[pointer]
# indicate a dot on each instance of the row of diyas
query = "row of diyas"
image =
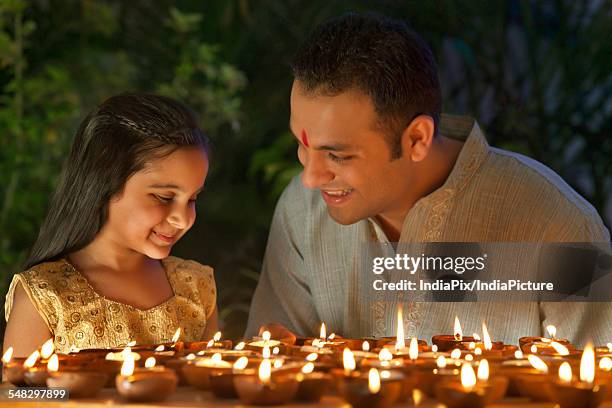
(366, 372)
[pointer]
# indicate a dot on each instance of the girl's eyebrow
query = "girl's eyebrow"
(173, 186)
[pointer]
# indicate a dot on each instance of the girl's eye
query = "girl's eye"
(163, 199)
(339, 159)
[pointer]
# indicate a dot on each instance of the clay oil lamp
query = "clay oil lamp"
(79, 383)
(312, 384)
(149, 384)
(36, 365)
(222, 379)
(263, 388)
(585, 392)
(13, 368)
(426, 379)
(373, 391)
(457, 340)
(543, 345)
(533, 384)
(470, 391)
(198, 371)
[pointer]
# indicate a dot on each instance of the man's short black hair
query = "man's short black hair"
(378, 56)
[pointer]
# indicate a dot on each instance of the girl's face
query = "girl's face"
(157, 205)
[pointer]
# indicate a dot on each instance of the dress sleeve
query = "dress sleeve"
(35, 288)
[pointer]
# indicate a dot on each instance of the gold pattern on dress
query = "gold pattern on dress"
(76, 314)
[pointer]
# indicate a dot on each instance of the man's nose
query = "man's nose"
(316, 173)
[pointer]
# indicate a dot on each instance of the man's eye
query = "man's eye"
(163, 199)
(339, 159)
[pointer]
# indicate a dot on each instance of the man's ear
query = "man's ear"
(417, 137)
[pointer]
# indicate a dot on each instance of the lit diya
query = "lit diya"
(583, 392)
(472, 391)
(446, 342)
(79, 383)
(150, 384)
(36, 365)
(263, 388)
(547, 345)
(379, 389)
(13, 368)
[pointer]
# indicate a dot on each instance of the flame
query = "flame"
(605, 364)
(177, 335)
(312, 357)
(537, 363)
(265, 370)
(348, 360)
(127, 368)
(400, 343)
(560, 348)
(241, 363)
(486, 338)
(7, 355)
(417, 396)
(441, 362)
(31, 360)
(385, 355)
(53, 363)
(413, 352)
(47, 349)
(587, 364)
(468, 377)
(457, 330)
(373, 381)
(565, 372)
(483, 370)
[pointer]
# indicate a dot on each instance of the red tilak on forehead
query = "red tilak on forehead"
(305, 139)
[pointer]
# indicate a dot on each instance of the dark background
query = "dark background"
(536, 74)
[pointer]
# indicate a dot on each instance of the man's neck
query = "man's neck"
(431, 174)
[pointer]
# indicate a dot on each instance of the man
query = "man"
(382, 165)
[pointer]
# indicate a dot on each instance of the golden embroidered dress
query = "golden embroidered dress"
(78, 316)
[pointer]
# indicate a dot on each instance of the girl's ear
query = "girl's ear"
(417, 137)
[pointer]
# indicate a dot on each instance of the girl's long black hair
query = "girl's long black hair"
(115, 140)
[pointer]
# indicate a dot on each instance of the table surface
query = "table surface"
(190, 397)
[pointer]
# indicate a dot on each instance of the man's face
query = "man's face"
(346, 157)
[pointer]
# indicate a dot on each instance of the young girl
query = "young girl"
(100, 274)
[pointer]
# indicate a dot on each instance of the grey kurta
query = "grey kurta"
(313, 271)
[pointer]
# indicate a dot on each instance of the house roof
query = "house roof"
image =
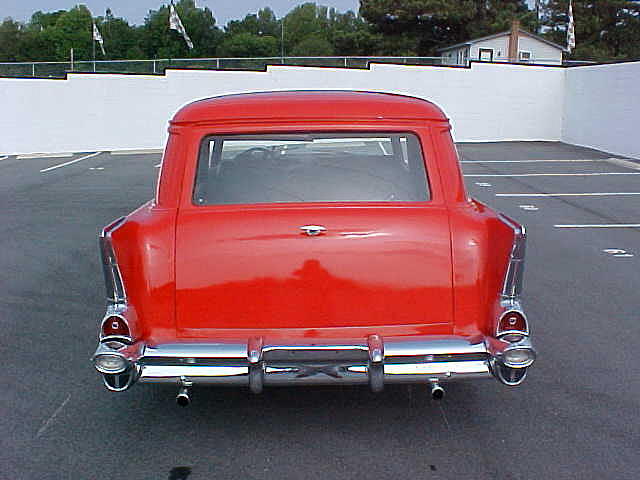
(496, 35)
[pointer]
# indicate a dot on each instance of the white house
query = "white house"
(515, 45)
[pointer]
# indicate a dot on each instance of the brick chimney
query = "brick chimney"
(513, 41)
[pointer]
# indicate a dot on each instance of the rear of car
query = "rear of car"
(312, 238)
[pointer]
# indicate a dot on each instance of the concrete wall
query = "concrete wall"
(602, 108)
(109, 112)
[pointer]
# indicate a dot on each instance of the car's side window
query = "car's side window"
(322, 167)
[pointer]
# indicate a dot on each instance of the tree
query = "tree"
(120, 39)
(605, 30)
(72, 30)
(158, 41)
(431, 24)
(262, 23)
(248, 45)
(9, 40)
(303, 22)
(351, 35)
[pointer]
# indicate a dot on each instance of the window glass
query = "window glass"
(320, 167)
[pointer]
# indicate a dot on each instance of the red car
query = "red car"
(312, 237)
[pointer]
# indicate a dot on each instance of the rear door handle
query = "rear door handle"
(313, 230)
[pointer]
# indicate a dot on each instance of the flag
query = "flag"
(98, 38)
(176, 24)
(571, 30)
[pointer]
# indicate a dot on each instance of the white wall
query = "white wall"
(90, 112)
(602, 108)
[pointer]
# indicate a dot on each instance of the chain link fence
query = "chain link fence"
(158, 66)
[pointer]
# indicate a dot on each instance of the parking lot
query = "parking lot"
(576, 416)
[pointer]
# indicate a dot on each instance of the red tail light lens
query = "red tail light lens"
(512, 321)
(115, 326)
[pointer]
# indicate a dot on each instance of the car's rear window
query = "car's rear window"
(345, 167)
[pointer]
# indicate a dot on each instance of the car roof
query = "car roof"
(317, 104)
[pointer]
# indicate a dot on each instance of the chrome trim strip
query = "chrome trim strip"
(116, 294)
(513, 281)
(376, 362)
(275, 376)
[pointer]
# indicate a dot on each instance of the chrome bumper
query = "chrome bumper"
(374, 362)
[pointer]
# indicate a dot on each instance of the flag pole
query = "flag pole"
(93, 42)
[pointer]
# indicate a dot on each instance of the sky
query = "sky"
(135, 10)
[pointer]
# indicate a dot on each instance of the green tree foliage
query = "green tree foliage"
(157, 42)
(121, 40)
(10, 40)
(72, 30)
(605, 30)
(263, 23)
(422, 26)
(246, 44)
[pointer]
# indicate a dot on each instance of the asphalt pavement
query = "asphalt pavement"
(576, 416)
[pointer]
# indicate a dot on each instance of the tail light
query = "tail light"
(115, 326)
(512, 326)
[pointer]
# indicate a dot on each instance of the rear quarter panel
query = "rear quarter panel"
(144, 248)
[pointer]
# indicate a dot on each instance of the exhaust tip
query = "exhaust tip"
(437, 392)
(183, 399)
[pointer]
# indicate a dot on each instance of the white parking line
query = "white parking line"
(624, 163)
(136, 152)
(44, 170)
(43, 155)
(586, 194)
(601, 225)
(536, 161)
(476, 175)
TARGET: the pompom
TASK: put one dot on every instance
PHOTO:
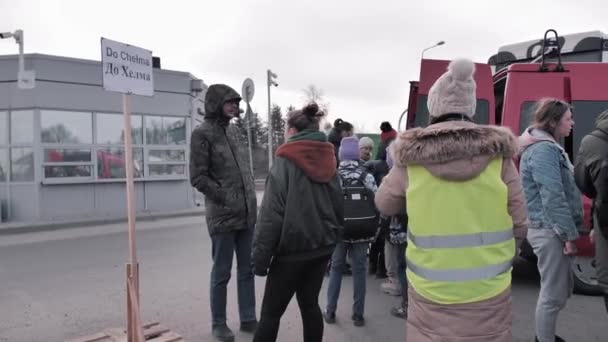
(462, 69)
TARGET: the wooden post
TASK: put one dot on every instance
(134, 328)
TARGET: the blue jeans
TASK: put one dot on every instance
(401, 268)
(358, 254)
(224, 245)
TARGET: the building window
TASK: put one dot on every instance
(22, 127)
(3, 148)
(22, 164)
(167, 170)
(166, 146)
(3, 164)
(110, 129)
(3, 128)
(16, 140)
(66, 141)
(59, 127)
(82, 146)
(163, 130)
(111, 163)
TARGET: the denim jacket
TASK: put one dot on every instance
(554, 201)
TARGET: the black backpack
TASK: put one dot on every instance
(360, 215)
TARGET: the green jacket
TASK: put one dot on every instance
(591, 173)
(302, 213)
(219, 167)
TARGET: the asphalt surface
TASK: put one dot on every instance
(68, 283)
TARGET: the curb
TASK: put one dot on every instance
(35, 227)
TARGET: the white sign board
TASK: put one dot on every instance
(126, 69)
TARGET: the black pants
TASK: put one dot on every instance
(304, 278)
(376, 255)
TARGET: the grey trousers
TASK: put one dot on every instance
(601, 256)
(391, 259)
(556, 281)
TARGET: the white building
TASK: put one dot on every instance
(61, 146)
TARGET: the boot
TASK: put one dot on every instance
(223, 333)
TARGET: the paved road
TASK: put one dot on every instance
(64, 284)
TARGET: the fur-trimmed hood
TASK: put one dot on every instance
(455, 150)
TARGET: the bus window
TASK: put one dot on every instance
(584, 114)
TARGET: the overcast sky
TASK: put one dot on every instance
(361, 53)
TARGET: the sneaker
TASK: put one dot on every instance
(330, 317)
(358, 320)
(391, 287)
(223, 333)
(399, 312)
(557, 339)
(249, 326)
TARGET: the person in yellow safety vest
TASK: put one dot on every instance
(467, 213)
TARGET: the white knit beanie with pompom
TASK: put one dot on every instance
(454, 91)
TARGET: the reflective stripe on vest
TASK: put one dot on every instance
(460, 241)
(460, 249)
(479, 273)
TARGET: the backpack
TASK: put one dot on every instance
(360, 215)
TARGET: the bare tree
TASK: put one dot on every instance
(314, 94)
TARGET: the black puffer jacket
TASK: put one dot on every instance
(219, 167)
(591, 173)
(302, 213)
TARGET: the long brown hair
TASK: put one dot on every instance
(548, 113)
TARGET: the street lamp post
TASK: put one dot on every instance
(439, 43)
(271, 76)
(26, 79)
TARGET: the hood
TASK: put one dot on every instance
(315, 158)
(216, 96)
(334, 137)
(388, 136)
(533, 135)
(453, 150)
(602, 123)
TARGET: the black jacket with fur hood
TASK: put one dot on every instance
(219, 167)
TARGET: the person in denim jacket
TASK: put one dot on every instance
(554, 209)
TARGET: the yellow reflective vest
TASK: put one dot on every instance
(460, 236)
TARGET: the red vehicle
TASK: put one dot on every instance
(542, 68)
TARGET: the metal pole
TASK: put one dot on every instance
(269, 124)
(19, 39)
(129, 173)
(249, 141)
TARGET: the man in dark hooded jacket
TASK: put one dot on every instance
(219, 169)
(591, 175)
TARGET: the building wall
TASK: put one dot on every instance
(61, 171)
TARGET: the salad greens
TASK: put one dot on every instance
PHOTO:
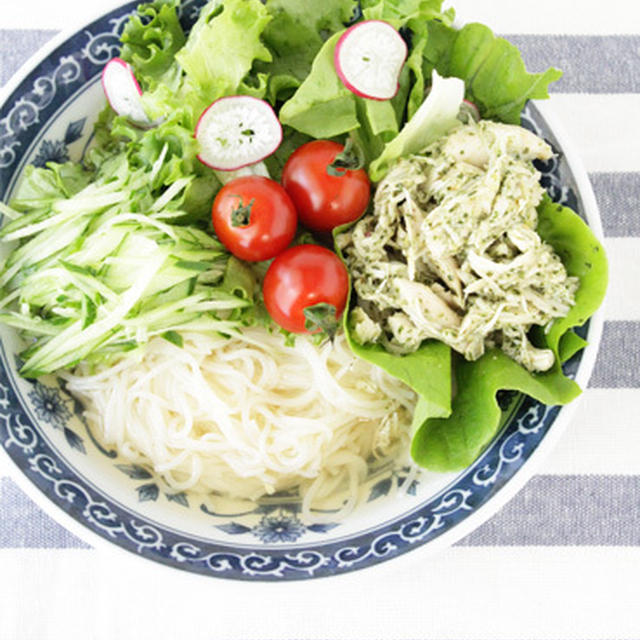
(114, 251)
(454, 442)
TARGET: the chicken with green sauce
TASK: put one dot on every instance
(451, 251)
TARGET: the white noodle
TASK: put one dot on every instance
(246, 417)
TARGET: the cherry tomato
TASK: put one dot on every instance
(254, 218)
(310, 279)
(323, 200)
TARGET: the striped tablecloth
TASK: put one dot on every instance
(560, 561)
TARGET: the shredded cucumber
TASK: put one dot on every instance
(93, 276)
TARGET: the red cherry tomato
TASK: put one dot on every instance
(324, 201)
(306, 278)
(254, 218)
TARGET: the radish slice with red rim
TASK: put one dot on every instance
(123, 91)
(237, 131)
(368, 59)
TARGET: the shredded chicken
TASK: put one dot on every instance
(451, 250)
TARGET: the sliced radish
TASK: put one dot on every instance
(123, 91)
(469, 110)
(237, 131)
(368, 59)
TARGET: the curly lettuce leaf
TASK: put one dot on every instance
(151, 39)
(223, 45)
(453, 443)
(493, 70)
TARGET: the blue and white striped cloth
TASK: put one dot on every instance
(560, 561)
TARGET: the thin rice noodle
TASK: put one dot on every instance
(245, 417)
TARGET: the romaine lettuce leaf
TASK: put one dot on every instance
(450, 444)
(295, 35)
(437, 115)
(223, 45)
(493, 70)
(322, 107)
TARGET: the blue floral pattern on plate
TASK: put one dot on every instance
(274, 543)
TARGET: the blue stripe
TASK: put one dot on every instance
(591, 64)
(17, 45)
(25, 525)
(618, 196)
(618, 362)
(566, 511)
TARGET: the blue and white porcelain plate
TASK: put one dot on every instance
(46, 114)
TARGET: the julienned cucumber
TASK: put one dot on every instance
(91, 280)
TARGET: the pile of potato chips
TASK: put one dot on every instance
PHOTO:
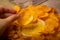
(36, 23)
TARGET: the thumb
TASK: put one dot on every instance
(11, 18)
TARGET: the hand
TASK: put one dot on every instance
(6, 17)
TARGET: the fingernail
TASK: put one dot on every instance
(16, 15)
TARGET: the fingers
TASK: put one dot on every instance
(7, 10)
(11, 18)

=== Work to be completed ===
Reproduce the entries starting with the line containing "TARGET: the romaine lettuce leaf" and going on through the end of the entries, leaving out the pictures.

=== Solution below ===
TARGET: the romaine lettuce leaf
TASK: put one dot on every instance
(450, 444)
(295, 35)
(437, 115)
(223, 45)
(493, 70)
(322, 107)
TARGET: the blue floral pattern on plate
TASK: put one dot on every instance
(274, 543)
TARGET: the blue stripe
TASK: put one dot on every instance
(591, 64)
(17, 45)
(25, 525)
(618, 196)
(618, 362)
(566, 511)
TARGET: the blue and white porcelain plate
TASK: put one dot on every instance
(46, 114)
TARGET: the julienned cucumber
TASK: put one dot on every instance
(91, 280)
TARGET: the pile of potato chips
TASK: put one dot on every instance
PHOTO:
(36, 23)
TARGET: the thumb
TASK: put one dot on every instance
(11, 18)
TARGET: the hand
TASK: put one dot on every instance
(6, 17)
TARGET: the fingernail
TASK: put one dot on every instance
(16, 15)
TARGET: the fingers
TASK: put one dot on every instance
(7, 10)
(11, 18)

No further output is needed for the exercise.